▶ _Текст документа_
==============================

Б.: Ну, я не могу сказать, что только Россия прямо островок живой поэзии. Кстати сказать, есть и в Англии. Но мне и карты в руки, я все-таки как-то… нет, я не очень хорошо знаю… очень нехорошо, будем честными, знаю картину совсем уж современной английской поэзии, но там есть живое слово. Есть, безусловно. Кстати сказать, они потихонечку… вот переводимая мною моя же переводчица, она меня первая перевела, как это ни странно, для какого-то альманаха, такая Рут Фэйнлайт, замечательная английская поэтесса, которая просто мне очень понравилась, как она сама пишет, она мне тут же книжку прислала свою, я ее тоже немножко перевела, мы так перекрестно опылились. Но она, когда она села меня переводить, я очень расстроилась, что там ну совсем никакого вот этого шаманства нет. Ведь у нас же 80% - это «Тара-тара, тики-тики, думал он». Это, кстати, по-моему, из Аронова. «Тара-тара, тики-тики - думал он». Это про композитора какие-то стихи. Но это же тара-тара - это 80%. Но она прямо, знаешь, с текстами в руках доказала, что у них вот и это компенсация за рифму. И вот это тоже, значит, компенсация за похеренную рифму. И то, и это. Все-таки нельзя сказать, что совсем там нет никакой формы.

==============================

[Сохранённые записи данных]
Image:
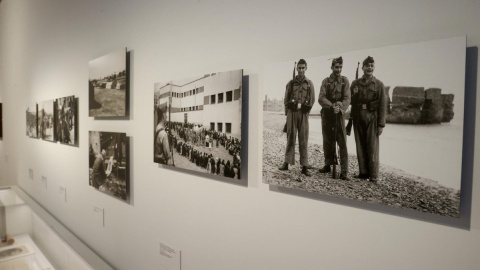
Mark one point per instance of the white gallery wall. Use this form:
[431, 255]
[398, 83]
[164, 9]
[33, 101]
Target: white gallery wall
[45, 47]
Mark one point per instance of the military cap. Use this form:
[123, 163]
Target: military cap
[368, 60]
[338, 60]
[302, 61]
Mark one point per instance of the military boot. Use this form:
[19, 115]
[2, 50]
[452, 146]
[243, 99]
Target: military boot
[284, 167]
[305, 171]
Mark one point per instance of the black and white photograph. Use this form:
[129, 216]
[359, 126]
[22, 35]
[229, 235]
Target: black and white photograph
[197, 124]
[108, 163]
[381, 125]
[46, 120]
[107, 85]
[66, 120]
[31, 120]
[1, 120]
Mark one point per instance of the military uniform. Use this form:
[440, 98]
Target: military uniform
[334, 91]
[299, 99]
[368, 112]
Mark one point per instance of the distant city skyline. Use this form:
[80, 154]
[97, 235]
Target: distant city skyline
[430, 64]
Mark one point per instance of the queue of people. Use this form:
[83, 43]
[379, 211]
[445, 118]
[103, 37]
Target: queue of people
[367, 98]
[186, 138]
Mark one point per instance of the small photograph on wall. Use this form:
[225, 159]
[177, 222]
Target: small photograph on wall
[31, 123]
[1, 120]
[46, 120]
[197, 124]
[66, 120]
[108, 163]
[382, 125]
[107, 85]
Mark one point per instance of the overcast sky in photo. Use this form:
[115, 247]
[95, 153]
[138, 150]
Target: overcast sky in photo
[108, 64]
[439, 63]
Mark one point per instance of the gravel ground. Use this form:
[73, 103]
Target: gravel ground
[395, 188]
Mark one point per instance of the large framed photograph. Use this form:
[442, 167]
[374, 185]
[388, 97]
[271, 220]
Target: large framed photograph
[406, 105]
[197, 124]
[46, 120]
[107, 83]
[31, 121]
[109, 163]
[66, 120]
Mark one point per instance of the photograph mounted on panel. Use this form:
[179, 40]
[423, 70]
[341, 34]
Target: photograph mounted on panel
[108, 163]
[31, 121]
[404, 149]
[46, 120]
[66, 120]
[198, 122]
[107, 84]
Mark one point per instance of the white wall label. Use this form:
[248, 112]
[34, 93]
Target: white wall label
[62, 192]
[170, 258]
[44, 181]
[99, 215]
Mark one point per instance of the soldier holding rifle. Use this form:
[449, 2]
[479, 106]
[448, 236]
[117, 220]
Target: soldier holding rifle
[299, 99]
[335, 98]
[368, 109]
[162, 153]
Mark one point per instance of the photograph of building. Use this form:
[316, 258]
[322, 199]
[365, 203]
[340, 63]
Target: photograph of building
[66, 120]
[108, 85]
[203, 119]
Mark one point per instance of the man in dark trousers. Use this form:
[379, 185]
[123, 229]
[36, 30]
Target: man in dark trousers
[368, 112]
[299, 99]
[162, 152]
[335, 98]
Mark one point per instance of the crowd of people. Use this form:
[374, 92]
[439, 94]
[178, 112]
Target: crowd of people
[191, 135]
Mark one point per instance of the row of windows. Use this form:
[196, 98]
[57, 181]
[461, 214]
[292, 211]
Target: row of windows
[228, 127]
[188, 93]
[222, 97]
[192, 108]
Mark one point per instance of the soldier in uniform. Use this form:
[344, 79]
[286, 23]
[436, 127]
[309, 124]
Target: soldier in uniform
[368, 112]
[335, 98]
[162, 152]
[299, 99]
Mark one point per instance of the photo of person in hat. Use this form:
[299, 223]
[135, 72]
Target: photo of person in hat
[368, 112]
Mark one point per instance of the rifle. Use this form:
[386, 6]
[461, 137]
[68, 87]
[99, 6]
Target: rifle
[288, 102]
[350, 120]
[169, 125]
[334, 145]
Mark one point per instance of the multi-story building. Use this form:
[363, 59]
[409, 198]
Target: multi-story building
[213, 101]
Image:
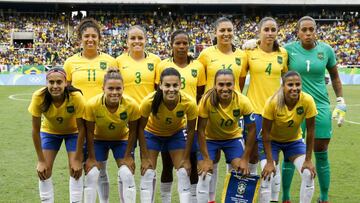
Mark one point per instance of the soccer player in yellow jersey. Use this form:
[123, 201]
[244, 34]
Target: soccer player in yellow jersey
[164, 116]
[137, 67]
[56, 113]
[266, 64]
[218, 128]
[193, 82]
[223, 55]
[86, 69]
[111, 118]
[281, 130]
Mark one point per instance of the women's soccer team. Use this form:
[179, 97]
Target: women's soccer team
[189, 110]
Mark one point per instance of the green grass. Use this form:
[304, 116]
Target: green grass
[19, 183]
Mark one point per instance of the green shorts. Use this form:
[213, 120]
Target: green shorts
[323, 125]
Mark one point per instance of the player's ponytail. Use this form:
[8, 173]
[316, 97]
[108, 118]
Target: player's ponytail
[158, 97]
[172, 40]
[216, 24]
[211, 93]
[88, 23]
[45, 105]
[276, 46]
[280, 92]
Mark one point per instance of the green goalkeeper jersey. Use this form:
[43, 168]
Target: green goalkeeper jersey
[311, 65]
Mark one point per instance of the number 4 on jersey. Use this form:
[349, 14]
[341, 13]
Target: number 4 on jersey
[268, 69]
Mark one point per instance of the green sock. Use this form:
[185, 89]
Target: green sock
[287, 172]
[323, 174]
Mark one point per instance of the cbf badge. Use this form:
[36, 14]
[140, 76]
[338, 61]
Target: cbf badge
[150, 66]
[240, 189]
[70, 109]
[300, 110]
[123, 115]
[103, 65]
[238, 61]
[321, 55]
[194, 72]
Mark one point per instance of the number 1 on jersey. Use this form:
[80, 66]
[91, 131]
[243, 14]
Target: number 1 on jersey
[268, 69]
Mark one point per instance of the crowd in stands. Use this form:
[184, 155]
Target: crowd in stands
[55, 39]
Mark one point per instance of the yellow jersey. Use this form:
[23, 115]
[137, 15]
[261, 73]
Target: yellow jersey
[168, 122]
[222, 122]
[111, 126]
[139, 76]
[265, 75]
[286, 124]
[192, 76]
[58, 120]
[88, 74]
[213, 60]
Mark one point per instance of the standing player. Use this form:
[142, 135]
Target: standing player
[85, 70]
[62, 108]
[266, 63]
[164, 116]
[311, 58]
[137, 67]
[223, 55]
[193, 83]
[283, 114]
[218, 128]
[111, 118]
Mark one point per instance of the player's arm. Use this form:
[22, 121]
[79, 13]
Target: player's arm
[42, 168]
[310, 134]
[190, 130]
[251, 137]
[340, 109]
[199, 92]
[145, 161]
[265, 132]
[91, 160]
[206, 164]
[76, 169]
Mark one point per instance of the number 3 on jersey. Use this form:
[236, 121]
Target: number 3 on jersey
[137, 77]
[268, 69]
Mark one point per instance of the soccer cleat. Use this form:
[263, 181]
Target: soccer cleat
[320, 201]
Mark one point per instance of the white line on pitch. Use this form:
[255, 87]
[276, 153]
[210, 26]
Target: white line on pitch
[13, 97]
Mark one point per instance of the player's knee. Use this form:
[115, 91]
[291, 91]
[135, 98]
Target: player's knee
[126, 177]
[183, 181]
[93, 176]
[307, 178]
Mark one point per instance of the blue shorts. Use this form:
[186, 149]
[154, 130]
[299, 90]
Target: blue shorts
[102, 148]
[53, 141]
[258, 123]
[232, 149]
[165, 143]
[289, 149]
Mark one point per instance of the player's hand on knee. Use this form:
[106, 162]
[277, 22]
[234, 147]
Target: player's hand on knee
[268, 170]
[310, 166]
[145, 165]
[89, 164]
[185, 163]
[339, 111]
[244, 167]
[43, 170]
[249, 44]
[129, 162]
[76, 169]
[205, 166]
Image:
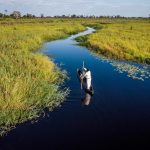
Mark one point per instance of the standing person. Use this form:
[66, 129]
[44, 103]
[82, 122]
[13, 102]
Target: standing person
[86, 73]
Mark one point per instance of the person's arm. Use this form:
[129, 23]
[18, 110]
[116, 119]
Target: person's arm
[82, 76]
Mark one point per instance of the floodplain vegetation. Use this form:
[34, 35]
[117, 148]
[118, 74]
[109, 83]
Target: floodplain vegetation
[121, 39]
[29, 81]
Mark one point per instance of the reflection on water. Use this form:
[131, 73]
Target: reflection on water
[86, 100]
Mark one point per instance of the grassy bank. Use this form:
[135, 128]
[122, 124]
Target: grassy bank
[121, 39]
[29, 82]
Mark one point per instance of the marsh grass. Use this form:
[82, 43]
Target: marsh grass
[29, 82]
[126, 40]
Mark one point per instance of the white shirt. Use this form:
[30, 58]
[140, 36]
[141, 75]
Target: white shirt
[88, 75]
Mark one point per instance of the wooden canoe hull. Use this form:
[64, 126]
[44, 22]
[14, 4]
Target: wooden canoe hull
[89, 91]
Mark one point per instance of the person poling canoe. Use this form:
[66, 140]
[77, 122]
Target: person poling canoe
[85, 78]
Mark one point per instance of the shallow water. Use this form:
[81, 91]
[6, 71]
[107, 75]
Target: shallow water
[118, 114]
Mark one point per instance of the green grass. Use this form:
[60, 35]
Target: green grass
[29, 82]
[125, 40]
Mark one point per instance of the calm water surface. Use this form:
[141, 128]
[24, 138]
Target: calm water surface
[118, 114]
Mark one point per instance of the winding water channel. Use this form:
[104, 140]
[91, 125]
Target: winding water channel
[118, 113]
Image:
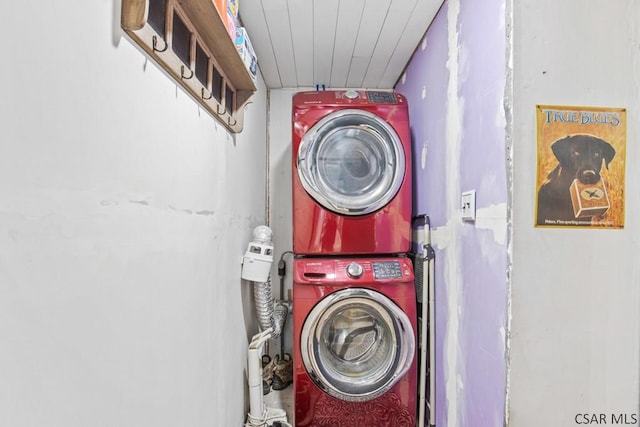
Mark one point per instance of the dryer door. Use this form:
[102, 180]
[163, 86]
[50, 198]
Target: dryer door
[356, 344]
[351, 162]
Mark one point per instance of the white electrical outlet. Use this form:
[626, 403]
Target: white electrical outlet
[468, 204]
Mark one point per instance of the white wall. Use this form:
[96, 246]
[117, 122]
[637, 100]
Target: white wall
[280, 209]
[575, 297]
[124, 214]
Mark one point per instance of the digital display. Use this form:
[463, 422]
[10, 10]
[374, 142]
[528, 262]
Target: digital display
[382, 97]
[387, 270]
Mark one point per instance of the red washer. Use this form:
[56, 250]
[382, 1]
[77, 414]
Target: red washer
[354, 325]
[351, 173]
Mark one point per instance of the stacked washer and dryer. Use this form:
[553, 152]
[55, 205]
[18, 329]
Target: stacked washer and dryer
[354, 302]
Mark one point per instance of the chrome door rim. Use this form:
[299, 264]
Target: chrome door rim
[336, 386]
[387, 142]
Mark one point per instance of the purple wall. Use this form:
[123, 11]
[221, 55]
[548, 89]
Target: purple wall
[482, 265]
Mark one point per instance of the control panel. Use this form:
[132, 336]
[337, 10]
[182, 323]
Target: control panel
[382, 97]
[386, 270]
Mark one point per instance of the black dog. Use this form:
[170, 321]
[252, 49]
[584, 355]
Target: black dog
[580, 157]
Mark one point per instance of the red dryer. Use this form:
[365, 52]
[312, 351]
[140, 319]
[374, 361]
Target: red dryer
[354, 326]
[351, 173]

==============================

▶ _Что нужно сделать_
(A) Выпишите из текста о поэзии все страны и всех людей, которых упоминает говорящий.
(B) Продолжите текст о поэзии после его последней фразы.

▶ _Итоги работы_
(A)
Страны: Россия, Англия.
Люди: Рут Фэйнлайт, Аронов.

(B)
К.: Не похоже ли это на то, что, ты меня извини, но условно говоря, не дай Бог, ваш сын погиб в Афганистане, вот вам 200 руб. компенсации?
Б.: Нет, для настоящих поэтов это не 200 руб. компенсации. И ты знаешь, ну просто я боюсь увлечься и пуститься совершенно в рассуждения, но я когда эту Фэйнлайт переводила саму, ее поэму «Цвет сахарной бумаги», я поняла, что в каких-то местах надо… У нас звук, понимаешь, а у них картинка. Они рисуют картинку из строфы, понимаешь. Они строфу пишут, что как будто она вот правильная какая-то, вот правильными трехстишиями написанная.
К.: Чайка – плавки бога.
Б.: Да. Нет, они притворяются, как будто это пятистопный ямб, и что это октавы какие-то, пятистопным ямбом написанные.
К.: В отличие от Димы Быкова, который действительно пишет ямбом, но в строчку, а не пишет в столбик, но не ямбом.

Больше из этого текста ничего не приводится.